→ **TASK DESCRIPTION**: Quote word for word the lines below, beginning with the first and ending with the one that has "Target: pale cloud". Drop the pictures.

Natural language region descriptions:
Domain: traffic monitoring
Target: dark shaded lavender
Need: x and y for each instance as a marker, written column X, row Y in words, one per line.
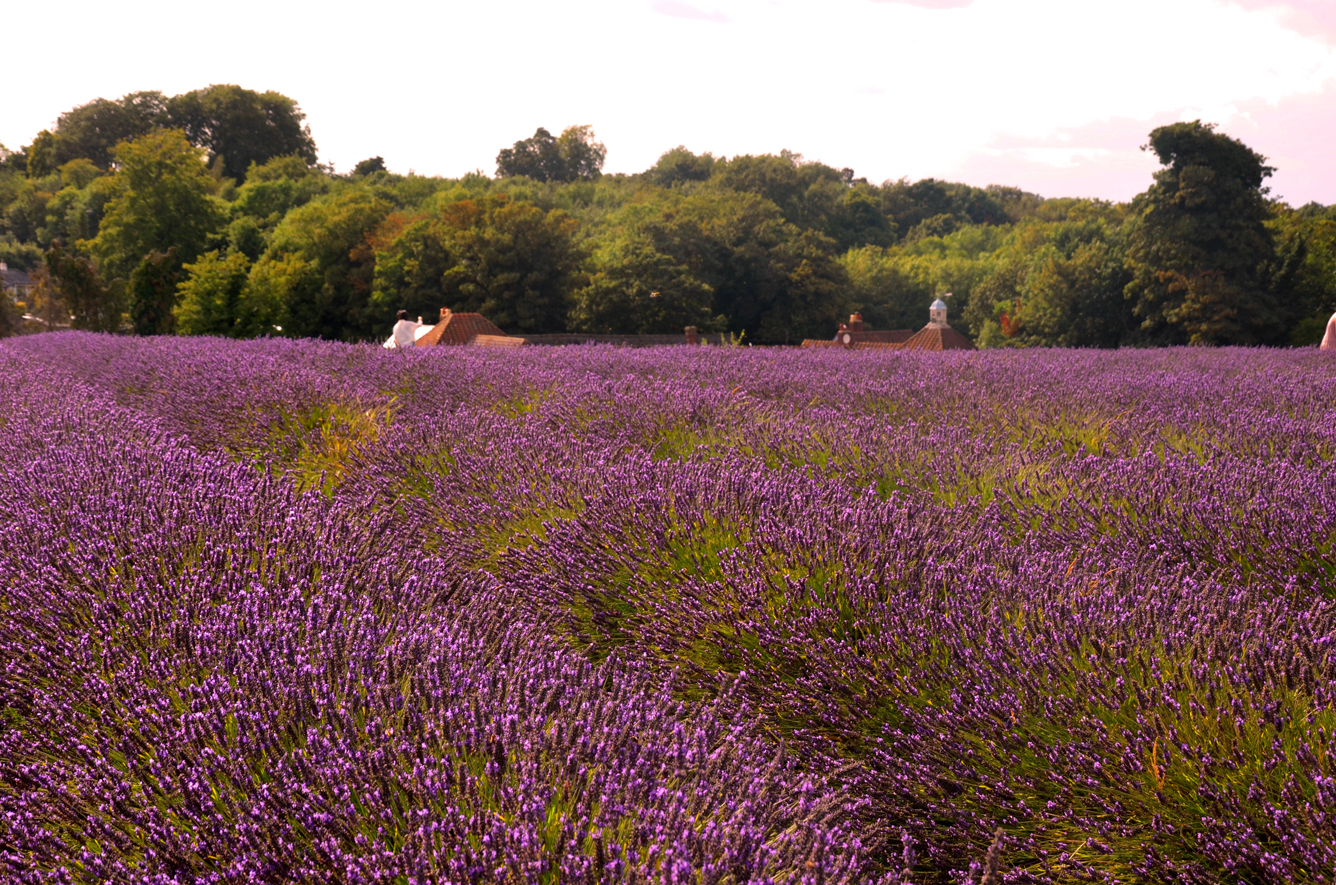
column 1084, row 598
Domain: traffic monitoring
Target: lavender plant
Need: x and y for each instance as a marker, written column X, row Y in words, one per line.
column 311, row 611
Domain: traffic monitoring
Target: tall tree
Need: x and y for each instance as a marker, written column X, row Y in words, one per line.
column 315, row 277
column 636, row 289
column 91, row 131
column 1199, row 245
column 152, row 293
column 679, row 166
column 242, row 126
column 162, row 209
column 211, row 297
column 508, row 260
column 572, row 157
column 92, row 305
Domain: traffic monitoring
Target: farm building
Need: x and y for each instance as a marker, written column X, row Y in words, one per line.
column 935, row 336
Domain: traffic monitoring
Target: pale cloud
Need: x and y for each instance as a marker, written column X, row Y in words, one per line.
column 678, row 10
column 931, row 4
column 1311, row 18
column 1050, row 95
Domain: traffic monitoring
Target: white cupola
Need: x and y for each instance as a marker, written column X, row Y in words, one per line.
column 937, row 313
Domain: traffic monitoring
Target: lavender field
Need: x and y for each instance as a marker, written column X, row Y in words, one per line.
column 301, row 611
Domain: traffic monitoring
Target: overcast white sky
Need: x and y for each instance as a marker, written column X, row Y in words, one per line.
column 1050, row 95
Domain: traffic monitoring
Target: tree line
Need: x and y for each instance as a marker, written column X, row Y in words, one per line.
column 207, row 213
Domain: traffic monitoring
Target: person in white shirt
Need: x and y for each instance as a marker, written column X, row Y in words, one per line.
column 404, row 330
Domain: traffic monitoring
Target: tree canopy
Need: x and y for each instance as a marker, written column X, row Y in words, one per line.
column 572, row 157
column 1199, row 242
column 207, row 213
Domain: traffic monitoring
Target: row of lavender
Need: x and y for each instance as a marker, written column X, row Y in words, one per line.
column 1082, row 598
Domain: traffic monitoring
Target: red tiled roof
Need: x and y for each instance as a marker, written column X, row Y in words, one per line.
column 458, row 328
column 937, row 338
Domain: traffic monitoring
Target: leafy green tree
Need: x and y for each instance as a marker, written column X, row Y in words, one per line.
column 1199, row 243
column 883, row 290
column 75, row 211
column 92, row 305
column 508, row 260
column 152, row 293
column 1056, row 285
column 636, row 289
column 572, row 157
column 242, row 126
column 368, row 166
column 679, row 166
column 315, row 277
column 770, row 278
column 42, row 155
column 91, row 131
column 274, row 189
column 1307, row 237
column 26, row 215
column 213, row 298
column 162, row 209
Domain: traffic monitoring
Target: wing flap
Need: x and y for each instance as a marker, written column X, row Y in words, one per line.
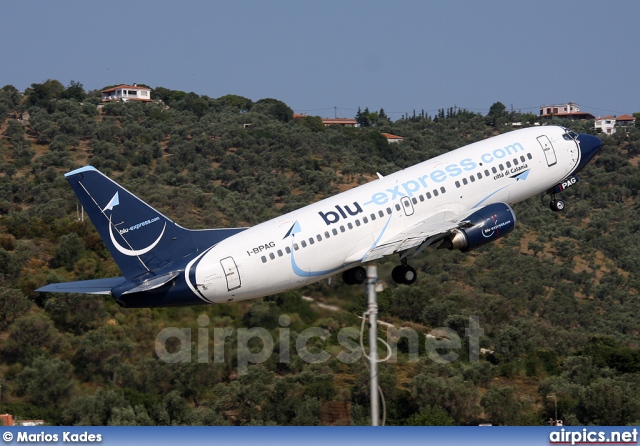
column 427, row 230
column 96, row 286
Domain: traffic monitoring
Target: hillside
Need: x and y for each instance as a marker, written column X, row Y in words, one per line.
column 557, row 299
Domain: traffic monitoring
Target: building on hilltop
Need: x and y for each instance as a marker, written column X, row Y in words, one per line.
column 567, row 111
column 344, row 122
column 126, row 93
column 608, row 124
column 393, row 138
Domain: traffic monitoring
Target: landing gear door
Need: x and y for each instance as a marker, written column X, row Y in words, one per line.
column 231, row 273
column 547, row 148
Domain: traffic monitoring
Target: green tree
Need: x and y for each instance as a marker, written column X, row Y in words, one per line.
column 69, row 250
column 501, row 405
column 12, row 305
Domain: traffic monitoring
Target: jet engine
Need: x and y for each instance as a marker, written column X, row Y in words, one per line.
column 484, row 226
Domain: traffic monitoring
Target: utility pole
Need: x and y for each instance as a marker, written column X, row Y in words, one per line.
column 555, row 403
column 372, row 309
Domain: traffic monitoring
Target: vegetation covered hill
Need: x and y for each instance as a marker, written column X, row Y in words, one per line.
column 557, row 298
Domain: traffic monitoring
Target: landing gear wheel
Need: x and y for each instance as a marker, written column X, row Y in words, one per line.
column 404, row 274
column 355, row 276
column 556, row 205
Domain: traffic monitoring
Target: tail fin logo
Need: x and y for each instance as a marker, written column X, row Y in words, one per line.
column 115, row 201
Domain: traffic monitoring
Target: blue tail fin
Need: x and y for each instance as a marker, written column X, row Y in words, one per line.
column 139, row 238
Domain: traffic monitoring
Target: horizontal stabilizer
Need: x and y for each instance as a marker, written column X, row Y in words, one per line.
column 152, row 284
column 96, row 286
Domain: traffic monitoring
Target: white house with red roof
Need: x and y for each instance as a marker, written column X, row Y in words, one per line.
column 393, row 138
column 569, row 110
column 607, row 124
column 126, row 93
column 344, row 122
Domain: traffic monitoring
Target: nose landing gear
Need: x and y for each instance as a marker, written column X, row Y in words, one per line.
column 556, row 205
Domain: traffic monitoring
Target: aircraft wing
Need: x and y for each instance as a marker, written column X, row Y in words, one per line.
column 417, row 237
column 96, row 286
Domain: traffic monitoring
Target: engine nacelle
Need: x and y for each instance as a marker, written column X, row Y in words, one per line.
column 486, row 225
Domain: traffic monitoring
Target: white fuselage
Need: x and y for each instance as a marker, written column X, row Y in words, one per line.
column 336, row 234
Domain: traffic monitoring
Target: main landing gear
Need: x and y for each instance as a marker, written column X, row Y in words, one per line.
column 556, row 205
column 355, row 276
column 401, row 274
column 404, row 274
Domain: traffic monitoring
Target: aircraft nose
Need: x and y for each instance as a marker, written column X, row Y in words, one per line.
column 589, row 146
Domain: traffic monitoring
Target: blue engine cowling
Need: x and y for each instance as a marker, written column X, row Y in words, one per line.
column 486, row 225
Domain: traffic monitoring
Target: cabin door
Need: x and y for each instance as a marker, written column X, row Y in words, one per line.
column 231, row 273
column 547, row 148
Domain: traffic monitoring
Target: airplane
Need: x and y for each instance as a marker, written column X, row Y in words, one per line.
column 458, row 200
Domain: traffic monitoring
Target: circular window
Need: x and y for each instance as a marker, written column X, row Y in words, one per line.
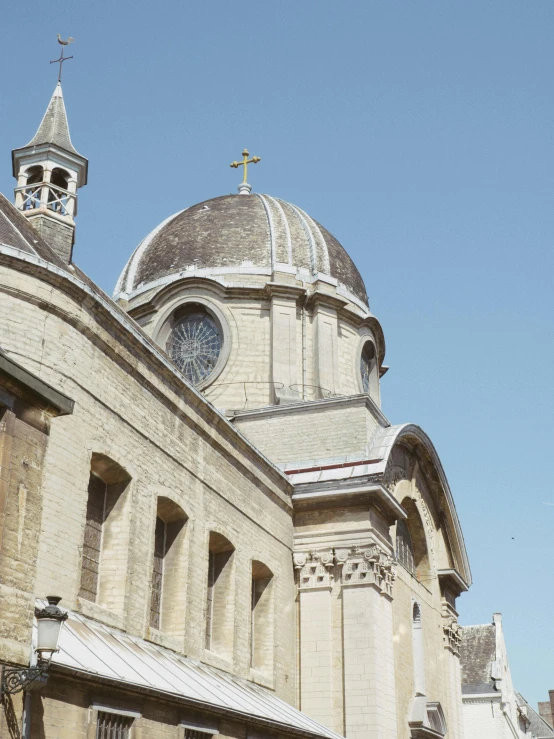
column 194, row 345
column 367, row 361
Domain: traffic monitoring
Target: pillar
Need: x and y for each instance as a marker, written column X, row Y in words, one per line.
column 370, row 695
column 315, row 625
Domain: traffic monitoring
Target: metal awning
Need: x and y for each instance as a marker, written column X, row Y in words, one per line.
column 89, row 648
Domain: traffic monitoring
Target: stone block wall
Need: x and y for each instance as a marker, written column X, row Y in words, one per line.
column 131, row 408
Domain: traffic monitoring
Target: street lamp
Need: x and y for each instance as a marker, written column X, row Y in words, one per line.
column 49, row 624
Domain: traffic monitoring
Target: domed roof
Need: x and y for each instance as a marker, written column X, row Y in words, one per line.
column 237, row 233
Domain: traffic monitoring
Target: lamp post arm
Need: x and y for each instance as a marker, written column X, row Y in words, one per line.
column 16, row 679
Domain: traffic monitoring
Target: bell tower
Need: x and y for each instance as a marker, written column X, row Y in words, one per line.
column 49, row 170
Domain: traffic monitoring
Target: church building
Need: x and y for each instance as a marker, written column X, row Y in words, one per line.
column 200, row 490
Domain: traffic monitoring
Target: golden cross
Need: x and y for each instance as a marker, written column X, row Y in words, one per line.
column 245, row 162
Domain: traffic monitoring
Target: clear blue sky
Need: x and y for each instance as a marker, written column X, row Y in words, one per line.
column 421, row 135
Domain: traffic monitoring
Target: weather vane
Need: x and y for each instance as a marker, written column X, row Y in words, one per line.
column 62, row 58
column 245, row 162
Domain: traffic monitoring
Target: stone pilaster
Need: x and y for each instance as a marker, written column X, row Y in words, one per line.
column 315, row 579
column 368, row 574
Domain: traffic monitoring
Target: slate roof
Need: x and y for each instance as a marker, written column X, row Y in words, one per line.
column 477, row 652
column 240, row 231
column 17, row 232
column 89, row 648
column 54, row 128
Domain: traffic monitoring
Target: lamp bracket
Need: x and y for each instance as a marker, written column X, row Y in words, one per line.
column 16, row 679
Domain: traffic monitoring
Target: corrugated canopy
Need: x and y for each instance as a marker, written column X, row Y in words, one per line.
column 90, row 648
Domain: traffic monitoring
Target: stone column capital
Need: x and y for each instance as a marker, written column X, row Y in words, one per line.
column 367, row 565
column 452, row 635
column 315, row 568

→ **RESULT OF THIS EXERCISE**:
Domain: traffic monitoring
Target: dark shaded lavender
Need: x and y for each instance as a marker, written column X, row Y in words, one per line.
column 1084, row 598
Domain: traffic monitoring
Target: lavender plant
Need: x and y for each instance as a marker, written column X, row Y in words, one per line.
column 311, row 611
Domain: traffic monitoring
Target: tall tree
Need: x and y for each instance as a marker, written column X, row Y in words, one per line.
column 315, row 277
column 636, row 289
column 91, row 131
column 1199, row 245
column 152, row 293
column 679, row 166
column 242, row 126
column 162, row 209
column 211, row 297
column 508, row 260
column 572, row 157
column 92, row 305
Domain: traffic monitoring
Target: farm building
Need: x and y for each instance as a marker, written column X, row Y in words, one per line.
column 935, row 336
Domain: traffic monitoring
Target: pale cloud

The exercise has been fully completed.